**Passage for review**
"""
The reason I have brought up the whole sorry subject of trilogies is because I have finally gotten my hands on and finished the Abhorsen Trilogy by Garth Nix. If you dip into the journal archive, you will discover that I once went on and on about how much I liked this book called Sabriel by a dude named Garth Nix. I love the book. I really thought it was great. It was no great work of literature, but who cares about that when you've got a good story. Never let preconceived notions about the superior value of art get in the way of telling a good story. That's what I say.
It actually came about that I learned there was a sequel called Lirael, which I could never find probably because I never actually spent any time looking for it. If I had found it, I would have picked it up in a hot second, but since I never went looking for it and I never accidentally tripped over it, I never picked it up. So, what finally happened was that my brother told me that he had found the single volume reprint book of the whole Abhorsen Trilogy, which is how I found out there was a third book called simply Abhorsen. My brother was then kind enough to secure a copy of the compilation book for me. It still took me a while to get around to reading it because I really just have an irrational problem with hardbound books. They're just too big. I can't stand them.
"""
**Data entries**
"""
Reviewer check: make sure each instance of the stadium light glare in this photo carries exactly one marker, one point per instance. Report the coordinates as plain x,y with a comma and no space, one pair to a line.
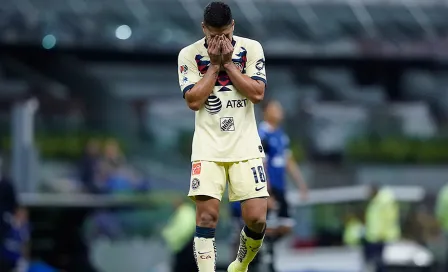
123,32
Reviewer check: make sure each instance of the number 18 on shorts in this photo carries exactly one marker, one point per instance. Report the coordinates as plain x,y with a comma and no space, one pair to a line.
246,179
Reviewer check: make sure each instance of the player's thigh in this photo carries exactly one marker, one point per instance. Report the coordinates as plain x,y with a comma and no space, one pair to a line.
247,180
207,179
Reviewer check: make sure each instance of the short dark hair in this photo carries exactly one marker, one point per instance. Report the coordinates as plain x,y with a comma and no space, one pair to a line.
217,14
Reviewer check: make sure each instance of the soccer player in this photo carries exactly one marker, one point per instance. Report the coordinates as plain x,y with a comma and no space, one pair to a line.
279,162
222,76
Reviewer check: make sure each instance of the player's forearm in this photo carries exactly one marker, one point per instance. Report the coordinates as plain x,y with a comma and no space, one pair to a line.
295,173
250,88
197,96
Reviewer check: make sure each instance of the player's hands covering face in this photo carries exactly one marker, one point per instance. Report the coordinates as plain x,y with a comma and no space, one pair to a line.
214,50
226,50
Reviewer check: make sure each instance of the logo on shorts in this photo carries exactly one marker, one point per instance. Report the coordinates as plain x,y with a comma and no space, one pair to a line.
195,184
196,169
227,124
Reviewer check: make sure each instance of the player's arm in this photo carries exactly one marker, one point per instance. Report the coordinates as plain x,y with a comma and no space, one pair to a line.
252,84
196,90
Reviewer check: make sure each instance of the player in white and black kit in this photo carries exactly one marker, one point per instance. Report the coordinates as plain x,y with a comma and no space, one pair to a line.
222,76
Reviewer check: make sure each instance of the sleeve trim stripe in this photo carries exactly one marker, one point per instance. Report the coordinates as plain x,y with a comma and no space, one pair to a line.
186,89
259,78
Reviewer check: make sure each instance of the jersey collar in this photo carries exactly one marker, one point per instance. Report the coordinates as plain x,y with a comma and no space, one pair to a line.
206,45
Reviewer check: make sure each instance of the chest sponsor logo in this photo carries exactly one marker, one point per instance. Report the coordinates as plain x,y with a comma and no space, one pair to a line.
237,103
227,124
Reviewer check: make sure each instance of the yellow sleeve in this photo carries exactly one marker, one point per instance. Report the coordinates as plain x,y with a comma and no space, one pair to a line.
187,70
255,67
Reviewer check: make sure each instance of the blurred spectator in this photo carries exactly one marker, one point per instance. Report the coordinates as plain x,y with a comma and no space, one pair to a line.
8,206
117,177
442,218
179,234
382,225
353,230
89,166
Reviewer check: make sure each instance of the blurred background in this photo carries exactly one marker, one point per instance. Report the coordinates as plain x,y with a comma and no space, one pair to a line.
95,137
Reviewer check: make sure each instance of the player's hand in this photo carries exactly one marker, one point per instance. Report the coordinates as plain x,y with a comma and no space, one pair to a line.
214,50
226,50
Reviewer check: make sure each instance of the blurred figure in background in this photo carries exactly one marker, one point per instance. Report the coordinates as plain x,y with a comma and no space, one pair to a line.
8,206
382,225
353,230
279,162
89,166
178,234
442,218
15,246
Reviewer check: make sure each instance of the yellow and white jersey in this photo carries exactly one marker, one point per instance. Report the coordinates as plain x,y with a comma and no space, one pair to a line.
225,126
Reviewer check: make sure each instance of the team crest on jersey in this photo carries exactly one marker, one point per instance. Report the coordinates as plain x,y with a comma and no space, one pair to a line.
260,64
213,104
227,124
196,169
183,69
195,183
241,60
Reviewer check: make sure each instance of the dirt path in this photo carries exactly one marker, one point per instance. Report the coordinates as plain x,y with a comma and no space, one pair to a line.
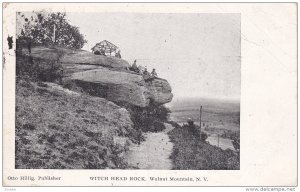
"""
**Your goal**
Answer these questions about the passage on the Abhorsen Trilogy:
(a) What is the title of the sequel to Sabriel?
(b) Who told the writer about the single-volume reprint of the whole trilogy?
(c) What kind of books does the writer say are too big?
The data entries have nothing to do with this.

**Response area**
(a) Lirael
(b) The writer's brother
(c) Hardbound books